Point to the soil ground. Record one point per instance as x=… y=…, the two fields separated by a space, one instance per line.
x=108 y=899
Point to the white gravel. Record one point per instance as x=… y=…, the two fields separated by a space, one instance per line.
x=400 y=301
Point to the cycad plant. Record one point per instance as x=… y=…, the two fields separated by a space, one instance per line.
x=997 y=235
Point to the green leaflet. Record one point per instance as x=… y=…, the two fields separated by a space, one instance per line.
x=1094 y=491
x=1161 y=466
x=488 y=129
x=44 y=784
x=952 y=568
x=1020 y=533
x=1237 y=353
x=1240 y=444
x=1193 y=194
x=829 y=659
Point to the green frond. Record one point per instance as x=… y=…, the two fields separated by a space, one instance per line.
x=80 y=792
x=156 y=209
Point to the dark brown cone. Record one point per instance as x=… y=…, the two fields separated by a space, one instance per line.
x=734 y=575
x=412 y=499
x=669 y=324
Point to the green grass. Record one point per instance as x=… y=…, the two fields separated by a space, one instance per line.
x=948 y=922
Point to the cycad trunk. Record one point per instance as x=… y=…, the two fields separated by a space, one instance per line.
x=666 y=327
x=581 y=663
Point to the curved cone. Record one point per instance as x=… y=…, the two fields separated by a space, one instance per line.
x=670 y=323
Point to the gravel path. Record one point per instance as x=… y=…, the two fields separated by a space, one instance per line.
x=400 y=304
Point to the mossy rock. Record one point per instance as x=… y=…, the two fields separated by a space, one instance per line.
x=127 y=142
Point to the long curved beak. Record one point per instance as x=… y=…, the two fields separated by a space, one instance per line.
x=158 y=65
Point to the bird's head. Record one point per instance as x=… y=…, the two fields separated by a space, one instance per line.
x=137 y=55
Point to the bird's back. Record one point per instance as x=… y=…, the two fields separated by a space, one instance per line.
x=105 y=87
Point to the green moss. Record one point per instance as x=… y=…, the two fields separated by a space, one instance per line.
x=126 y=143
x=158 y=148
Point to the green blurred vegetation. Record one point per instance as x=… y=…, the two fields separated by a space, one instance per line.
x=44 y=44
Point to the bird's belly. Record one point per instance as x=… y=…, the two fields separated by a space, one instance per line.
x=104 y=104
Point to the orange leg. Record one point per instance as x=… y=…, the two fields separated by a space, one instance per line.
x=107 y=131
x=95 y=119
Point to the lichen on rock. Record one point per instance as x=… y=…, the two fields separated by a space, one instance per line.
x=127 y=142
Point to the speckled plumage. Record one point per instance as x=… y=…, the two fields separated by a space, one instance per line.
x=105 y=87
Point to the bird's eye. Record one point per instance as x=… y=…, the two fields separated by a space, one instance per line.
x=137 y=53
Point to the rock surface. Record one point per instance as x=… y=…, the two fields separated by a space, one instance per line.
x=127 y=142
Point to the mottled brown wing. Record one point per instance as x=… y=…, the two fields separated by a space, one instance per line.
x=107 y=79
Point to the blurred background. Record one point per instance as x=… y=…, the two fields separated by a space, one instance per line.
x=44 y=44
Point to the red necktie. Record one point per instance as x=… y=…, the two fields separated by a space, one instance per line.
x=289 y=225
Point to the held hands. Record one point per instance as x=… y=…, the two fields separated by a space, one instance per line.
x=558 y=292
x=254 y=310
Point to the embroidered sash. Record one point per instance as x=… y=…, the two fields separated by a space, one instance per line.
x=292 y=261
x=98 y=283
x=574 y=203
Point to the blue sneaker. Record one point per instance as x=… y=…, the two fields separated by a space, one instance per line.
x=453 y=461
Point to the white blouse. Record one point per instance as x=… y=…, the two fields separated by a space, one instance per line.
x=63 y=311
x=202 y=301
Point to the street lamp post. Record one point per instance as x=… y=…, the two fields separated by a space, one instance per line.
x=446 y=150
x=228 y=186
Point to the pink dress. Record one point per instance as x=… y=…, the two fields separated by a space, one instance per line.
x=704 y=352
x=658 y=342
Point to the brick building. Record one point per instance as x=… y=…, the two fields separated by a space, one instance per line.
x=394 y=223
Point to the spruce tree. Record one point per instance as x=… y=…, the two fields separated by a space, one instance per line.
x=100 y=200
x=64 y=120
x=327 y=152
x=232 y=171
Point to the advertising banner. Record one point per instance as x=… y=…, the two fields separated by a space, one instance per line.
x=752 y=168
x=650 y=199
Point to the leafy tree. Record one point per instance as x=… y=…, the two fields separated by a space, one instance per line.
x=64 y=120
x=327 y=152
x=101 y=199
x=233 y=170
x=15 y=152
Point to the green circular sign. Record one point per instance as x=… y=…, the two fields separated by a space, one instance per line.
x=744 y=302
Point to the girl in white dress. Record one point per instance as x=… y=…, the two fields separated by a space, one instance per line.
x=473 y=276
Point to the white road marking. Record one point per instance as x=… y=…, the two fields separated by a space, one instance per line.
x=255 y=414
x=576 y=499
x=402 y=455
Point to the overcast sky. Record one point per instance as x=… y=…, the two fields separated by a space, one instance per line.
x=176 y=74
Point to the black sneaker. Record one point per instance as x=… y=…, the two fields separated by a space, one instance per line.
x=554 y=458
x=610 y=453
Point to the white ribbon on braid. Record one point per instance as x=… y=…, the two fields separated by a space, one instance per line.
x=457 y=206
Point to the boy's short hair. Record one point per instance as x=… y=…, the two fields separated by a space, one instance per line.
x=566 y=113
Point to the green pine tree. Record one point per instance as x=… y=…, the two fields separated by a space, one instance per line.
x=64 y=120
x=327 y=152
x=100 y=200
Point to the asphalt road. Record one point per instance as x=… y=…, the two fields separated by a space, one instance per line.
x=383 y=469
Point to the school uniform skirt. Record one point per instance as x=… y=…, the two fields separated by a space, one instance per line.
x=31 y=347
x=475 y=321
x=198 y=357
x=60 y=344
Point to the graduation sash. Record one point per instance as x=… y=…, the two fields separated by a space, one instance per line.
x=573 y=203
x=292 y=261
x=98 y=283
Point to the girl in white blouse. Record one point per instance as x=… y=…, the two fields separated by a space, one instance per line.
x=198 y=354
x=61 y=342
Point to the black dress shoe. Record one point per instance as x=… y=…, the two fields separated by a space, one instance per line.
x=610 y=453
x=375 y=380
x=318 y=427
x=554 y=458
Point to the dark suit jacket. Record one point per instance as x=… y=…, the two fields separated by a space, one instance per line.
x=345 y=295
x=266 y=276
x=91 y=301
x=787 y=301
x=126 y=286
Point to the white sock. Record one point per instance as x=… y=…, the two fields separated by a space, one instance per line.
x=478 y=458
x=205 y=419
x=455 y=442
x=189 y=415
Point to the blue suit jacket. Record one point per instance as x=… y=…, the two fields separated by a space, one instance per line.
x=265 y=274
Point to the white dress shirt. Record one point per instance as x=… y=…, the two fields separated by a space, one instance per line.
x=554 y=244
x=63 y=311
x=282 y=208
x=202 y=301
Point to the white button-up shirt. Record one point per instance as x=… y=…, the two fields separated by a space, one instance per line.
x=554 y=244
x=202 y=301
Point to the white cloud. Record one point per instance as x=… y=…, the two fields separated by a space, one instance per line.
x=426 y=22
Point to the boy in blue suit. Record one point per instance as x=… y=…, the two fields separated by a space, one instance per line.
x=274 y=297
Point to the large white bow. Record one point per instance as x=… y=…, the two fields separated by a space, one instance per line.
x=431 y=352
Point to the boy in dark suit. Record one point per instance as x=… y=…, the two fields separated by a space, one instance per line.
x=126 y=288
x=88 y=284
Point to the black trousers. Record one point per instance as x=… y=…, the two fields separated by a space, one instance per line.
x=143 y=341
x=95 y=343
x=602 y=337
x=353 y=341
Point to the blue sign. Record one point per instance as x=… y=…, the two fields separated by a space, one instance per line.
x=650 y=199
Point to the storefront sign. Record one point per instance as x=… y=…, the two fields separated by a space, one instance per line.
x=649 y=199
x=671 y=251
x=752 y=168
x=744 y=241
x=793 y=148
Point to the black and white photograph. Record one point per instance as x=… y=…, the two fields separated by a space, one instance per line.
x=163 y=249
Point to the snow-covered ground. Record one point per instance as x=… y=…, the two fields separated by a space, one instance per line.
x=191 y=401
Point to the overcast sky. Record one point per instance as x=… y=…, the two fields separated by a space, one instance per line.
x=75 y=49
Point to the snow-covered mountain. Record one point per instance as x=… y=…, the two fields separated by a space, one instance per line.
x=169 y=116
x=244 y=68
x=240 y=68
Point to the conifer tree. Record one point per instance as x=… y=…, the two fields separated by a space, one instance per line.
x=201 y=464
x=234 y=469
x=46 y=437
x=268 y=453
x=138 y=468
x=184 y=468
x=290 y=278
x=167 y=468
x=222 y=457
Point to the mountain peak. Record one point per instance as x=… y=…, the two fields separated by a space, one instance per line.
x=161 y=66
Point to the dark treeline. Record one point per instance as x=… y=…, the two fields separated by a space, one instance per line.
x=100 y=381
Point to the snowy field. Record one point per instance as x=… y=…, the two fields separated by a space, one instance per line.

[TASK DETAILS]: This exercise asks for an exact repeat of the lines from the one holding "Point to the snow-covered ground." through the end of the data above.

[ANSWER SECTION]:
Point to the snow-covered ground. Record one point per instance as x=… y=…, the two fields separated by a space, one instance per line.
x=191 y=401
Point to the overcast sky. Record one point per instance as x=… y=…, the two fields separated by a space, one instance per line.
x=75 y=49
Point to the snow-covered mountain. Record one point per instance as x=… y=…, the two fields separated by a space, one instance per line.
x=169 y=116
x=244 y=68
x=240 y=68
Point to the conifer tree. Record one point per instance as x=… y=…, the two fields separated by a space, one instance per line.
x=201 y=464
x=234 y=469
x=46 y=437
x=268 y=453
x=138 y=468
x=184 y=468
x=290 y=278
x=167 y=468
x=222 y=457
Point to the mountain peak. Record one point per instance as x=… y=…, the two fields separated by a space, one instance per line.
x=161 y=66
Point to the dark treeline. Record one point per instance as x=… y=…, the two fields separated by a space, one instance per line.
x=100 y=381
Point to the snowy field. Record one point per instance as x=… y=…, the two fields separated by a space, one instance per line.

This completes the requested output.